**DATA FOR THIS TASK:**
......

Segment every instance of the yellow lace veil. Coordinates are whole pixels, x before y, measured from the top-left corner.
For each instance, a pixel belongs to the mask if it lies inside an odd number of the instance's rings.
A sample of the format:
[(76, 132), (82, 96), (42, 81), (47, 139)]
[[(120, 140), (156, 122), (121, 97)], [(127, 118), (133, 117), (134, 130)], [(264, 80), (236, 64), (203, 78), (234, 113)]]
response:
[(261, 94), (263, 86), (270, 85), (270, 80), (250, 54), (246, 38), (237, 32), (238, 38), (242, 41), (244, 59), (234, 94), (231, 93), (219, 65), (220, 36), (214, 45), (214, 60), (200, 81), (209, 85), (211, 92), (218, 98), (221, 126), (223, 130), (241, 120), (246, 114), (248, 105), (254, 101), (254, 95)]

......

**THE TASK:** Can you return every line of the data above word for word, with nothing changed or left out?

**TASK RESPONSE:**
Segment every instance of the yellow lace veil. Coordinates are whole pixels, x before y, measured from the top-left corner.
For each instance, a pixel belongs to the mask if it lies inside an odd number of the instance's rings.
A sample of the format:
[(76, 132), (82, 96), (42, 81), (47, 139)]
[[(120, 140), (156, 122), (121, 97)], [(127, 118), (133, 117), (134, 130)], [(264, 80), (236, 64), (203, 78), (234, 113)]]
response:
[(261, 94), (263, 86), (270, 85), (270, 80), (250, 54), (246, 38), (237, 32), (238, 38), (242, 41), (244, 59), (234, 94), (231, 93), (219, 65), (220, 36), (214, 45), (214, 60), (200, 81), (209, 85), (211, 92), (218, 98), (221, 126), (223, 130), (241, 120), (246, 114), (248, 105), (254, 101), (254, 95)]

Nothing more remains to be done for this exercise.